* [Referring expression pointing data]
=======
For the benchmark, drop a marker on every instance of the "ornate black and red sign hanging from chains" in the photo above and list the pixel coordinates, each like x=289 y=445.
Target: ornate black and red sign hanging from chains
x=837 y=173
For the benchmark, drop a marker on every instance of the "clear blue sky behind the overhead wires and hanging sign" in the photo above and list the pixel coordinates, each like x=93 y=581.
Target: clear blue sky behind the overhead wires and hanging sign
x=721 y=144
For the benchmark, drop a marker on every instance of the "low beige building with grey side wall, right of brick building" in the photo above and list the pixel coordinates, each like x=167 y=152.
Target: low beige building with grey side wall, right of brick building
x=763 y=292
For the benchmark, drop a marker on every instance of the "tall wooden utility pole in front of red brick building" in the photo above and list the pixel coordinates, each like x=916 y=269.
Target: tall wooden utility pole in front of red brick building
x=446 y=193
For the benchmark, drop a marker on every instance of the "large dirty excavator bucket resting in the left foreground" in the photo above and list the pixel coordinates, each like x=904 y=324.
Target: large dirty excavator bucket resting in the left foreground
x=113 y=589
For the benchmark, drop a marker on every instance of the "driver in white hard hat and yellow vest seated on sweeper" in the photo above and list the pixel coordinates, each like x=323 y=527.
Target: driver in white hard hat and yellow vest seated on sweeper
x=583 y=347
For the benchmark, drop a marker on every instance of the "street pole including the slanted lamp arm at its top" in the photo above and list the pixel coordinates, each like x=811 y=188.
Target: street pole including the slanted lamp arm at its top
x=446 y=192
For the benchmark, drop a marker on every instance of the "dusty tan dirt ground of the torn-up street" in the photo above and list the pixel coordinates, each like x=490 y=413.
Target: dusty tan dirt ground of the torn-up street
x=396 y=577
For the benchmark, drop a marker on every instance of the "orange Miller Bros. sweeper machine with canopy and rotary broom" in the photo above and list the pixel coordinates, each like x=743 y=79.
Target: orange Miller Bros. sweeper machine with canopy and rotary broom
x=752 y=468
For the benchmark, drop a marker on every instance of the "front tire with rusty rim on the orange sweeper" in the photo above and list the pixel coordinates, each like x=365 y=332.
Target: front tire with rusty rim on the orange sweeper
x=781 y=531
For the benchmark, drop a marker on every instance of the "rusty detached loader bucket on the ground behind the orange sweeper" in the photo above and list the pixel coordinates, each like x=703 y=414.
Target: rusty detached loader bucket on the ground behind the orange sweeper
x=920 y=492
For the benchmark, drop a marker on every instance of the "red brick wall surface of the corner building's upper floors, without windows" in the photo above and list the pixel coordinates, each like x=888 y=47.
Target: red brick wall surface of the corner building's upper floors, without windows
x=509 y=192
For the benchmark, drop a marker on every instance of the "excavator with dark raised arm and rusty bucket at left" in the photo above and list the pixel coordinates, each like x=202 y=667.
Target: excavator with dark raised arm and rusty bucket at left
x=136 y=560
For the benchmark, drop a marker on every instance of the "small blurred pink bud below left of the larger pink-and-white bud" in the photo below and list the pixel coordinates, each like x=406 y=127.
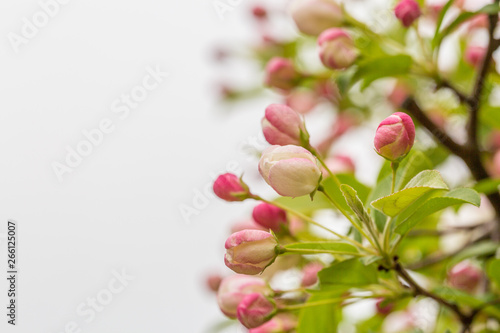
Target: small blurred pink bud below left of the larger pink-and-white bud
x=281 y=74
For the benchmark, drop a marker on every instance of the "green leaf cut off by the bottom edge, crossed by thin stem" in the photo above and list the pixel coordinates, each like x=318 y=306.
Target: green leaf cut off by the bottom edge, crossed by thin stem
x=323 y=318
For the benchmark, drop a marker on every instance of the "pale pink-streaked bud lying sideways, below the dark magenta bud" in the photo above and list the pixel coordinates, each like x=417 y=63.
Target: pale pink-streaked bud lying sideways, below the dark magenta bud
x=250 y=251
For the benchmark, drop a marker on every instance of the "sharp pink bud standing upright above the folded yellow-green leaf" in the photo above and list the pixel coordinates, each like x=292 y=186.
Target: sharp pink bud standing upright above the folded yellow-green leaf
x=395 y=136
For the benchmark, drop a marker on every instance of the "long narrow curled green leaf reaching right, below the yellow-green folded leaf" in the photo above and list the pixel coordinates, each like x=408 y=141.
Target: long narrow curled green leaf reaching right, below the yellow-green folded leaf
x=433 y=205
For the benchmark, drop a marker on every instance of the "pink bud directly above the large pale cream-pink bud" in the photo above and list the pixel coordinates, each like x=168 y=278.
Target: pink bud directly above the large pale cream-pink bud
=======
* [Exercise prompt] Every record above must be copied exactly, and no picture may appear in the copy.

* [Response area]
For the benchmark, drop a marker on every instance of the "ornate black and red sign hanging from chains" in the photo above and list the pixel coordinates, each like x=289 y=445.
Target: ornate black and red sign hanging from chains
x=837 y=173
For the benchmark, drop a marker on every instance of the "clear blue sky behind the overhead wires and hanging sign" in the photo above and list the pixel coordinates, each like x=93 y=581.
Target: clear blue sky behind the overhead wires and hanging sign
x=721 y=144
For the benchmark, drop a marker on every instance of the "low beige building with grey side wall, right of brick building" in the photo above and list the pixel coordinates, each like x=167 y=152.
Target: low beige building with grey side wall, right of brick building
x=763 y=292
For the benchmark, drop a marker on every instance of the "tall wooden utility pole in front of red brick building" in the photo above and list the pixel coordinates, each like x=916 y=269.
Target: tall wooden utility pole in front of red brick building
x=446 y=193
For the benchmark, drop a marker on every instance of the "large dirty excavator bucket resting in the left foreground" in the photo above and list the pixel coordinates, each like x=904 y=324.
Target: large dirty excavator bucket resting in the left foreground
x=113 y=589
For the benchmark, drop a marker on every instance of the "driver in white hard hat and yellow vest seated on sweeper" in the photo above and list the pixel coordinates, each like x=323 y=527.
Target: driver in white hard hat and yellow vest seated on sweeper
x=583 y=347
For the benchmark, drop a marker on every instance of the "street pole including the slanted lamp arm at its top" in the photo above and list the pixel coordinates, each like x=811 y=188.
Target: street pole including the slanted lamp arm at its top
x=446 y=192
For the benchmark, drop a marker on every instance of the "dusty tan dirt ground of the torn-up street" in the photo above and list the pixel coordinates, each like x=490 y=413.
Target: dusty tan dirt ground of the torn-up street
x=396 y=577
For the benchmark, drop a marker on every instance of the "orange Miller Bros. sweeper machine with canopy and rotary broom" in the photo above and list the pixel coordinates, each like x=743 y=79.
Target: orange Miller Bros. sweeper machine with canopy and rotary broom
x=752 y=468
For the benchmark, drop a marker on every instance of the "front tire with rusty rim on the orange sweeper" in the photo above and list the pixel coordinates, each like x=365 y=332.
Target: front tire with rusty rim on the orange sweeper
x=781 y=531
For the benchmark, drop a marker on every instance of the "rusty detached loader bucket on the ground behind the orange sweeper" in the photo above and list the pixel coordinates, each like x=703 y=414.
Target: rusty detached loader bucket on the ground behind the orange sweeper
x=920 y=492
For the benchmark, drop a marker on every instance of the "red brick wall surface of the corner building's upper floors, without windows" in the photo above and list the pixel coordinates, each like x=888 y=47.
Target: red brick wall surface of the corner building's upper floors, without windows
x=509 y=192
For the benchmark, drop a marker on every instance of the "excavator with dark raised arm and rusty bucket at left" in the photo above and list the pixel coordinates, each like x=202 y=667.
Target: excavator with dark raised arm and rusty bucket at left
x=136 y=560
For the benchmark, drop a marker on every instance of the "small blurred pink bud below left of the larger pink-and-white bud" in the photo below and list the pixel coordinates, each like x=406 y=127.
Target: small blurred pink bud below left of the larger pink-and-white bud
x=281 y=74
For the benchmark, drop a marker on every instance of the "green leaf cut off by the bottom edge, crossed by thin stem" in the photo above and list the pixel coordinates, each like x=318 y=306.
Target: green leaf cut off by the bottom edge, crossed by thin stem
x=323 y=318
For the benchmark, drop a marker on every instance of the "pale pink-streaked bud lying sideways, below the dark magenta bud" in the photo above and list the pixel coordinates, each like x=417 y=63.
Target: pale pink-streaked bud lying sideways, below the dark magenta bud
x=250 y=251
For the benchmark, drop a marker on every instance of the "sharp pink bud standing upright above the folded yellow-green leaf" in the photo above and list the pixel coordinates, each like x=292 y=186.
Target: sharp pink bud standing upright above the folded yellow-green leaf
x=395 y=136
For the benchmark, drop a marker on every instance of the "long narrow curled green leaf reaching right, below the yellow-green folded leaf" in the photo above and list the pixel coordinates, each like x=408 y=141.
Target: long narrow curled green leaf reaching right, below the yellow-green folded leaf
x=433 y=205
For the benchmark, drop a marker on every instance of the "pink bud directly above the large pale cream-pink bud" in the photo above and list the pixel coordinates, each like x=168 y=278.
Target: pink bud directly above the large pale cream-pink bud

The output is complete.